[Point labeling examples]

........

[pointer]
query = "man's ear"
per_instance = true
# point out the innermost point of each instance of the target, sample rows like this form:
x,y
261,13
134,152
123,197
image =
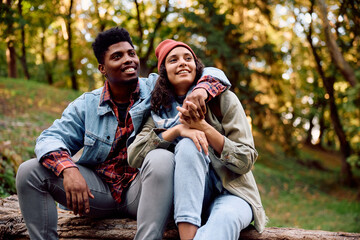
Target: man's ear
x,y
101,68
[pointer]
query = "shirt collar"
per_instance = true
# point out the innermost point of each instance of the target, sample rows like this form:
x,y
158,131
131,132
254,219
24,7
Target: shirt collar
x,y
106,94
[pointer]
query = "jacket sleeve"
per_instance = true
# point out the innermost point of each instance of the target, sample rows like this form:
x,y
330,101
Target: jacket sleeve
x,y
239,153
218,74
66,133
144,142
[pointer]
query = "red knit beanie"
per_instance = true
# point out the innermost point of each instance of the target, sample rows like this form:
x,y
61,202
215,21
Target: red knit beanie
x,y
165,47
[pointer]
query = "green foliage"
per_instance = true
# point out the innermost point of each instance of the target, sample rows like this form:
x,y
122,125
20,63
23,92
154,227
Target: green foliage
x,y
300,191
304,191
26,109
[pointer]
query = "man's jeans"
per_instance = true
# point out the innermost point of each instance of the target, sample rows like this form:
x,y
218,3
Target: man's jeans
x,y
199,195
148,199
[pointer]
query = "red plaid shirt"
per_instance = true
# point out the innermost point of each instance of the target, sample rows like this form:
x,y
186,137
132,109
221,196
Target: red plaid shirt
x,y
115,169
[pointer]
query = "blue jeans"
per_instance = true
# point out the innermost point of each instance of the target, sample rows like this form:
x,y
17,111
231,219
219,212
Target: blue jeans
x,y
200,199
148,199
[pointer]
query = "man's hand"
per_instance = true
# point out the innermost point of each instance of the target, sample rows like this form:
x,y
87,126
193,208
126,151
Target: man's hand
x,y
198,109
77,191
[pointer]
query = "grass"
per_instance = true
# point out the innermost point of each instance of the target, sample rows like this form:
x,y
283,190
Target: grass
x,y
297,191
26,109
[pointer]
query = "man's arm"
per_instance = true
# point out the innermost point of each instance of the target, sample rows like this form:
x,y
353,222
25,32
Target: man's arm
x,y
54,148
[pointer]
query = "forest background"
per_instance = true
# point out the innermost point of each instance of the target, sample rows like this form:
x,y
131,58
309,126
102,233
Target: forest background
x,y
293,64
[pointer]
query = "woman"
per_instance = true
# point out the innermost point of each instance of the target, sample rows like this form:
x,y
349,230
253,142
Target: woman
x,y
215,194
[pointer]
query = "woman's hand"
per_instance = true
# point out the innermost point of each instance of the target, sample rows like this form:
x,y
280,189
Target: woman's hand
x,y
197,136
196,122
197,109
214,138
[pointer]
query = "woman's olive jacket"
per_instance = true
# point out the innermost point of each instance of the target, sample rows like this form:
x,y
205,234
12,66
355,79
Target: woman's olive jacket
x,y
235,162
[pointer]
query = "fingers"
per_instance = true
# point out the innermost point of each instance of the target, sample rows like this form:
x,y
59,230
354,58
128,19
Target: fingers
x,y
79,202
205,145
201,142
74,203
183,118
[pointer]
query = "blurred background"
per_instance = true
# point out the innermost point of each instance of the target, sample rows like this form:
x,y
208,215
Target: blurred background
x,y
293,64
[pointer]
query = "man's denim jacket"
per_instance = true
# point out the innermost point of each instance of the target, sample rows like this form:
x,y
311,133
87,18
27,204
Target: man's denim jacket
x,y
86,124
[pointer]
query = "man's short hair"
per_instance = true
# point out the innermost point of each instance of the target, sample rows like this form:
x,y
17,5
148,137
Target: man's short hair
x,y
108,38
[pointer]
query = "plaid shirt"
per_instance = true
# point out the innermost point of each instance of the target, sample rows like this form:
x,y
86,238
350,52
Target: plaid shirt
x,y
115,169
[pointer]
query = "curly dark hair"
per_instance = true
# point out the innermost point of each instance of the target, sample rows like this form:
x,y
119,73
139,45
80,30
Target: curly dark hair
x,y
108,38
164,93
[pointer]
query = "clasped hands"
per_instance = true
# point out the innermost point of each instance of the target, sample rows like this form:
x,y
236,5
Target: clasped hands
x,y
192,119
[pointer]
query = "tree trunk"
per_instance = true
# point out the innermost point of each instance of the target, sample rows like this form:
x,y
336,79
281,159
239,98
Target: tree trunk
x,y
10,51
47,70
74,84
346,174
336,55
144,69
23,47
12,226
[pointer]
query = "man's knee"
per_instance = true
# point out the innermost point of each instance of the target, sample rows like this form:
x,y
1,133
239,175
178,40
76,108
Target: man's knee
x,y
26,172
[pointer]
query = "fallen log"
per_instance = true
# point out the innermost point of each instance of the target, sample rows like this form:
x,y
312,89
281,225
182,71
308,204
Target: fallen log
x,y
12,226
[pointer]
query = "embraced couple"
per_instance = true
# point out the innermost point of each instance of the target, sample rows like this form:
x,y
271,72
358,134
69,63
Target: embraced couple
x,y
178,142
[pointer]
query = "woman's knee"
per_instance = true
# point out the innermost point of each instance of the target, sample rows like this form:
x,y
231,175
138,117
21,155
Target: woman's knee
x,y
187,155
159,162
233,210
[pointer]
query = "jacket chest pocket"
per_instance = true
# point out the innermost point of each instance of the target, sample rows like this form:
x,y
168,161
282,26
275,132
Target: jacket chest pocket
x,y
96,149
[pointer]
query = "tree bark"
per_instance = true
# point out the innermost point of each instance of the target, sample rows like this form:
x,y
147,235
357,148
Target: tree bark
x,y
144,70
345,148
74,84
336,55
10,43
23,47
12,226
47,70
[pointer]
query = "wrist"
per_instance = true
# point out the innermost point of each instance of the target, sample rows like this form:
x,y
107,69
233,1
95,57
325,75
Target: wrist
x,y
68,171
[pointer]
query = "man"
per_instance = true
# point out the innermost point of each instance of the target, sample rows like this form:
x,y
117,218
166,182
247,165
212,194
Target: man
x,y
104,122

........

| PROBLEM REQUIREMENTS |
Write out the records above exactly as they stand, leaving out every picture.

| OUTPUT BELOW |
[pointer]
query = "man's ear"
per_instance = true
# point out the innermost point of each instance of the target, sample rows like this form:
x,y
261,13
134,152
123,197
image =
Target: man's ear
x,y
101,68
[pointer]
query = "shirt collar"
per_instance = true
# point out the innermost point of each instance of the target, sample rows like this form:
x,y
158,131
131,132
254,219
24,7
Target: shirt collar
x,y
106,94
[pointer]
query = "jacket sleeve"
per_instance = true
# point out the innermost point of each instance of the target, sample rows like this form:
x,y
330,101
Target: jacket sleeve
x,y
239,153
218,74
66,133
144,142
[pointer]
query = "red knit beanie"
per_instance = true
# point out the innermost point of each instance of the target, sample rows like this form:
x,y
61,202
215,21
Target: red knit beanie
x,y
165,47
[pointer]
query = "green foliage"
per_instance = true
# point out the innermost point of each instance of the target, sample rows like this form:
x,y
122,125
20,63
23,92
154,227
Target: green foliage
x,y
300,191
304,191
26,109
[pointer]
query = "man's jeans"
per_instance = true
# point out the innermost point of each instance of the target, sample rows like this form:
x,y
218,3
Target: man's jeans
x,y
199,195
148,199
[pointer]
query = "red plaid shirt"
per_instance = true
# point out the innermost point of each instance of the target, sample rows like this form:
x,y
186,137
132,109
221,196
Target: red plaid shirt
x,y
115,169
[pointer]
query = "blue jeans"
per_instance = true
# point out the innermost point of each instance of the target, sample rows like this form:
x,y
17,111
231,219
219,212
Target: blue jeans
x,y
200,199
148,199
[pointer]
query = "man's hand"
per_instance = true
# point out the innermost point of each instance of the target, sample rows like this form:
x,y
87,126
193,208
126,151
Target: man's hand
x,y
198,109
77,191
[pointer]
query = "grass"
per_instance = true
# point out the innermost point of each instance of the target, sample rows like this form:
x,y
283,190
Target: grass
x,y
297,191
26,109
[pointer]
query = "man's arm"
per_instance = true
# point out the innermost point of each instance of the target, sample rows like this form:
x,y
353,222
25,32
Target: man's arm
x,y
54,148
[pointer]
query = "forest background"
per_instance = true
# point out the innermost point of each instance of the target, sample rows like this form:
x,y
131,58
309,126
102,233
Target: forest background
x,y
293,64
[pointer]
query = "woman"
per_instance = true
# point out the innermost point of each instance of the target, sample rows like this form:
x,y
349,230
253,142
Target: woman
x,y
215,194
[pointer]
query = "woman's hand"
per_instance = true
# point out the innermost point of each instance of the target, sample rows like this form:
x,y
280,189
Target: woman's hand
x,y
197,136
196,122
197,109
214,138
[pointer]
query = "woman's olive jacket"
per_instance = true
# point out the innermost point of each instance of the target, sample rows like this form:
x,y
205,234
12,66
355,79
Target: woman's olive jacket
x,y
235,162
[pointer]
query = "fingers"
per_instance = true
# point out the innermost point of each instance of the target, sample rows like this form:
x,y
59,230
354,58
128,19
Target: fingers
x,y
79,202
205,145
201,142
74,203
183,118
[pointer]
query = "blurred background"
per_instance = true
# point out the innermost point of each instance of the target, sample rows like this form:
x,y
208,215
Target: blurred background
x,y
293,64
[pointer]
query = "man's denim jacket"
per_instance = true
# point out the innermost point of each instance of the target, sample rows like this form:
x,y
311,133
87,18
27,204
Target: man's denim jacket
x,y
86,124
[pointer]
query = "man's short hair"
per_instance = true
# point out the innermost point of each instance of the target, sample rows like this form:
x,y
17,5
148,137
Target: man's short hair
x,y
108,38
[pointer]
query = "plaid shirt"
per_instance = true
# point out the innermost point of each instance of the target, sample rows like this form:
x,y
86,238
350,52
Target: plaid shirt
x,y
115,169
[pointer]
query = "curly dark hair"
per_instance = true
# point out the innermost point of each instance of the target, sample rows like this form:
x,y
119,73
139,45
80,30
Target: curly dark hair
x,y
108,38
164,93
[pointer]
query = "clasped hands"
per_instance = true
# point out the innermost point of each instance of the target, sample rows like this form:
x,y
236,5
Target: clasped hands
x,y
192,119
[pointer]
query = "tree trunk"
per_instance = true
# point out the innermost point of each instance of the target, sample rows like this form:
x,y
336,79
281,159
239,98
Target: tree trunk
x,y
10,51
47,70
74,84
346,174
336,55
144,69
23,47
12,226
[pointer]
query = "man's knee"
per_instance = true
# point out the innermost point of each instance of the target, sample rows like this form:
x,y
1,133
239,175
178,40
76,108
Target: man's knee
x,y
26,172
[pointer]
query = "fallen log"
per_instance = true
# point out the innermost point of each instance of the target, sample rows like this form:
x,y
312,89
281,225
182,71
308,204
Target: fallen log
x,y
12,226
[pointer]
query = "embraced couple"
per_instance = true
# point out the innermost point of each instance of the target, sample rows like this form:
x,y
271,72
358,134
69,63
Target: embraced couple
x,y
178,142
[pointer]
query = "woman's knee"
per_instance = true
# point out the innermost point of each instance of the target, sample rows like this form:
x,y
231,175
138,117
21,155
Target: woman's knee
x,y
187,155
159,162
233,210
[pointer]
query = "jacket chest pocket"
per_instance = true
# point out the innermost point of each instance of the target, sample rows like this form:
x,y
168,161
282,26
275,132
Target: jacket chest pocket
x,y
96,149
[pointer]
query = "tree bark"
per_instance = true
# point out the innermost point of each instance of the target, sample rows like this form:
x,y
147,235
357,148
Target: tree bark
x,y
144,70
345,148
74,84
336,55
10,43
23,47
12,226
47,70
[pointer]
query = "wrist"
per_instance = true
# point out the innermost point of each instance of the target, sample rows like this form:
x,y
107,69
233,1
95,57
325,75
Target: wrist
x,y
68,171
[pointer]
query = "man"
per_instance = true
# point out the innermost point of each instance of the target, sample rows like this form:
x,y
117,218
166,182
247,165
212,194
Target: man
x,y
104,122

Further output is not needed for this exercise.